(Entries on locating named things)
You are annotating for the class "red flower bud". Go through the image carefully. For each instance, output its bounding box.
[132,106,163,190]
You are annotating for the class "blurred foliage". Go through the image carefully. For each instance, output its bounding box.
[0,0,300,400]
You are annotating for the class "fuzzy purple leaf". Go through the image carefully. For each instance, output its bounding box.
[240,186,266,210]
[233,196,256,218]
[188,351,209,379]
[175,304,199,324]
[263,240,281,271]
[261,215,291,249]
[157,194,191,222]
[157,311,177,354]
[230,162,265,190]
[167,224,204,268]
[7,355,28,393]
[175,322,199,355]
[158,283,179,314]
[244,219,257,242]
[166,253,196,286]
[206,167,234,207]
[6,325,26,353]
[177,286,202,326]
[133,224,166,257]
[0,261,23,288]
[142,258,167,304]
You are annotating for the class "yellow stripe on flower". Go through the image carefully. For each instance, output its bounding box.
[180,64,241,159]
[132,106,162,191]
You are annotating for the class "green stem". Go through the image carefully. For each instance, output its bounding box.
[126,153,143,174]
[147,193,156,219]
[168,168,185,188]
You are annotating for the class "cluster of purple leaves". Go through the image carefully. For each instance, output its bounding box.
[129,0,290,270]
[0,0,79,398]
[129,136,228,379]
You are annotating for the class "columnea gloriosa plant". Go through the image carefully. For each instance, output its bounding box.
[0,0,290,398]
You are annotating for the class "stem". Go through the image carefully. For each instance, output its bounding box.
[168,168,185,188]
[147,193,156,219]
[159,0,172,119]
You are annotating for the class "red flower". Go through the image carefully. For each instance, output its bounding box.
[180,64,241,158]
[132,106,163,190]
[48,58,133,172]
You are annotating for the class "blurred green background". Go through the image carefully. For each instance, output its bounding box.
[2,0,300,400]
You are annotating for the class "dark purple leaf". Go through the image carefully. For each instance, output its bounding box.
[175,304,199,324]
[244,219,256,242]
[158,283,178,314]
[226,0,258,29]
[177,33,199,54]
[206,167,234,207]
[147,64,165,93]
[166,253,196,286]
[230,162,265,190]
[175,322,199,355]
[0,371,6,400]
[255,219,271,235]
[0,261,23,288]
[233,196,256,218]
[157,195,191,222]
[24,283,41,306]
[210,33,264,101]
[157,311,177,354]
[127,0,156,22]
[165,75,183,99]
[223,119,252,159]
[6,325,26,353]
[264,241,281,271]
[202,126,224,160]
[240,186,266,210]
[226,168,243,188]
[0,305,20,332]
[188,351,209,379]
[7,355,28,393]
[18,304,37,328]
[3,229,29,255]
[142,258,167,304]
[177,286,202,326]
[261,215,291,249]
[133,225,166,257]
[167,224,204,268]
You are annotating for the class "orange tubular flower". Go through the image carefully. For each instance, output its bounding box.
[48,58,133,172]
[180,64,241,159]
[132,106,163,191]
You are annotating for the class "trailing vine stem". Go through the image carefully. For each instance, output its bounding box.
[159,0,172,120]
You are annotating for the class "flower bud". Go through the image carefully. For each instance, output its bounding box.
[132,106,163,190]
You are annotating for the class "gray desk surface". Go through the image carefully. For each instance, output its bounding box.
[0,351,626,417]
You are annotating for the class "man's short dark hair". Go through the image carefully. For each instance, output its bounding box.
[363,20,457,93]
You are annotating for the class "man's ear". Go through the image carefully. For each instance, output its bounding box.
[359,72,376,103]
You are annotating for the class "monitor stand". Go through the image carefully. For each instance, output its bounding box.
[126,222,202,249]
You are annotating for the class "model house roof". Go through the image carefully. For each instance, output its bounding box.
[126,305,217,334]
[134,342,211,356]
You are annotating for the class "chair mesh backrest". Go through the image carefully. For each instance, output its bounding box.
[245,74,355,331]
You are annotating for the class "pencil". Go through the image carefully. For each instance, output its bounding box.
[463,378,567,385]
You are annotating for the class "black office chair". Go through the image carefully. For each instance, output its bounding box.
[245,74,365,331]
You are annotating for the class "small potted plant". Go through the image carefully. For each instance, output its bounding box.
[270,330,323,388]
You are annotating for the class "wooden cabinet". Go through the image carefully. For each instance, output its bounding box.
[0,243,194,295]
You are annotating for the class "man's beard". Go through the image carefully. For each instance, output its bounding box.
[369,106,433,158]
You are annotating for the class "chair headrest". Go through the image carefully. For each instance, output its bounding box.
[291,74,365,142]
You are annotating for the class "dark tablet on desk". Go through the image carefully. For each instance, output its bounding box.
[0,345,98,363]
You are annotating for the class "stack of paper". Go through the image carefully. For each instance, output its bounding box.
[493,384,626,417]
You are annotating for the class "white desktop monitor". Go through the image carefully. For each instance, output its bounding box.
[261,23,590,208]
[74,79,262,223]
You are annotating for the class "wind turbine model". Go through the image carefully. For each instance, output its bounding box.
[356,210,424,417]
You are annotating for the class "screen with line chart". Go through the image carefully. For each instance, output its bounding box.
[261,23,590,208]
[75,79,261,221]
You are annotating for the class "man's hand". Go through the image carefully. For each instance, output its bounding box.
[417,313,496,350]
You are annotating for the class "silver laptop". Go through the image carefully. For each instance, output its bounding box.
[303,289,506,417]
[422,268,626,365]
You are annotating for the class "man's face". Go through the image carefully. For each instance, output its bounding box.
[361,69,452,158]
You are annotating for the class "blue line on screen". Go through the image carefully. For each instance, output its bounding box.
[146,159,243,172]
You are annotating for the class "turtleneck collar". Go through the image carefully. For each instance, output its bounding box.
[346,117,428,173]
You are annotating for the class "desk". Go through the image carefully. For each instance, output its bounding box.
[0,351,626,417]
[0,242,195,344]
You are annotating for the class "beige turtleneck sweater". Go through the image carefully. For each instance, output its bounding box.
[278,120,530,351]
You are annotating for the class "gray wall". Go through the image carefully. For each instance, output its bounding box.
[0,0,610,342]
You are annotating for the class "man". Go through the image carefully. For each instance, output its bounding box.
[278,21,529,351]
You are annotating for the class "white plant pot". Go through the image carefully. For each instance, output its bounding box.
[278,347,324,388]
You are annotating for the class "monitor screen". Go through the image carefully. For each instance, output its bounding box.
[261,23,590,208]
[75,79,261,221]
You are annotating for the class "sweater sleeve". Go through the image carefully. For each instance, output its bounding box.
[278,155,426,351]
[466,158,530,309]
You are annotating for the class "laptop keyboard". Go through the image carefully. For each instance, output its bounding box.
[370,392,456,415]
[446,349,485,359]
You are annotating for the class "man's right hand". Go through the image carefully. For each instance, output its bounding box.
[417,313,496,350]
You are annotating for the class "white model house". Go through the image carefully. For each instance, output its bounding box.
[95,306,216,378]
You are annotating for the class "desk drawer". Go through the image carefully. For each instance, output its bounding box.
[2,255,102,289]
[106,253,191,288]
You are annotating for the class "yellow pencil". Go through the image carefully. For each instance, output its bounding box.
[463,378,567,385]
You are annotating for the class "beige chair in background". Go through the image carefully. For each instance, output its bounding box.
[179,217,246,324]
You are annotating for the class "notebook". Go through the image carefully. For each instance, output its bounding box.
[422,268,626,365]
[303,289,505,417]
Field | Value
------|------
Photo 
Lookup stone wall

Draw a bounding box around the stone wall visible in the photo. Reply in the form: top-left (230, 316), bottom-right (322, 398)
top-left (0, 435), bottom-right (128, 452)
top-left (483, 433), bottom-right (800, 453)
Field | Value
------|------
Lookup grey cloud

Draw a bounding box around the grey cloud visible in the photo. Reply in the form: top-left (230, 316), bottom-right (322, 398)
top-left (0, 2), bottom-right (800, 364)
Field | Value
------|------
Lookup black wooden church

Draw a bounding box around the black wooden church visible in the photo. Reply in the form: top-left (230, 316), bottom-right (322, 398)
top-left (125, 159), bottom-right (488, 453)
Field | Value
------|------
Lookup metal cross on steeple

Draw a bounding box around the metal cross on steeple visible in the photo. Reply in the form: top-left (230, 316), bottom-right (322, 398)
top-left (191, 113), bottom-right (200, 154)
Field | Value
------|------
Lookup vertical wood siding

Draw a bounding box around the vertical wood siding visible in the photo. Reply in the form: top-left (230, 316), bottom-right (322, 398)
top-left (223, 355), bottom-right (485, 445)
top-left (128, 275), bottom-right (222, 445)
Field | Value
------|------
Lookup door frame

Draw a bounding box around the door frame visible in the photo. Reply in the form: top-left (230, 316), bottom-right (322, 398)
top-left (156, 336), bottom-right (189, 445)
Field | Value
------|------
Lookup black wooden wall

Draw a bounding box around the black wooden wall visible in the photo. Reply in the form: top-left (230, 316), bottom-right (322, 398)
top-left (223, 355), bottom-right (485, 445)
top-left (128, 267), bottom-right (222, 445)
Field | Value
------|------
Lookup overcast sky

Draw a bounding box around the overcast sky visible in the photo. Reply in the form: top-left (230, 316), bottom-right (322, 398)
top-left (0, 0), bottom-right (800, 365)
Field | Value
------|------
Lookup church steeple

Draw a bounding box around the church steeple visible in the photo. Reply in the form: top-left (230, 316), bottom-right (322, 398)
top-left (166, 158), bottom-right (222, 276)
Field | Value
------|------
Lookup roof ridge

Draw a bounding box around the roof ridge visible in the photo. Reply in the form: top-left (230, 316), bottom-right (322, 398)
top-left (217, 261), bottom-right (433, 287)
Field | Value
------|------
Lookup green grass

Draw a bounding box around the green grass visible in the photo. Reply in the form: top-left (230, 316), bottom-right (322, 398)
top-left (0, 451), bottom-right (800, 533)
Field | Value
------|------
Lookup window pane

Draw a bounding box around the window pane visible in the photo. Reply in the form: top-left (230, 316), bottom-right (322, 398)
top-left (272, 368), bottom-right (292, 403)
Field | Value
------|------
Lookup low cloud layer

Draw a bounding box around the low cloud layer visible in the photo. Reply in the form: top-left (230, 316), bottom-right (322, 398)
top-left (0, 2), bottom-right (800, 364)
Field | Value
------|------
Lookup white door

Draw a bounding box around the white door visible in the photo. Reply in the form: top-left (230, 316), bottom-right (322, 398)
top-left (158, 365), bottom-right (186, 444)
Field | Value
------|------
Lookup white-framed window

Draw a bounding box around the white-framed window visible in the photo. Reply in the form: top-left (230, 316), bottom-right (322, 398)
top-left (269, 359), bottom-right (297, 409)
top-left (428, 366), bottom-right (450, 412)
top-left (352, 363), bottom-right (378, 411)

- _Required work_:
Copy the material from its start through the line with "[132,106,162,191]", swapping every "Go through the image carefully" for "Examine the image closely" and leaving all else unchanged.

- _Exercise answer_:
You are annotating for the class "red flower bud". Examine the image closely. For each instance, output its bounding box.
[132,106,163,190]
You are annotating for the class "blurred foliage". Examine the image closely. For each instance, output its bounding box.
[0,0,300,400]
You are annotating for the class "fuzzy purple leaf". Examine the image closely. For each instance, output its bounding box.
[240,186,266,210]
[233,196,256,218]
[188,351,209,379]
[175,304,199,324]
[263,240,281,271]
[261,215,291,249]
[157,194,191,222]
[157,311,177,354]
[230,162,265,190]
[167,224,204,268]
[7,355,28,393]
[175,322,199,355]
[158,283,179,314]
[244,219,257,242]
[166,253,196,286]
[206,167,234,207]
[6,325,26,353]
[177,286,202,326]
[133,224,166,257]
[0,261,23,288]
[142,258,167,304]
You are annotating for the class "yellow stripe on flower". Examine the image closely. For each instance, output its bounding box.
[180,64,241,159]
[132,106,162,191]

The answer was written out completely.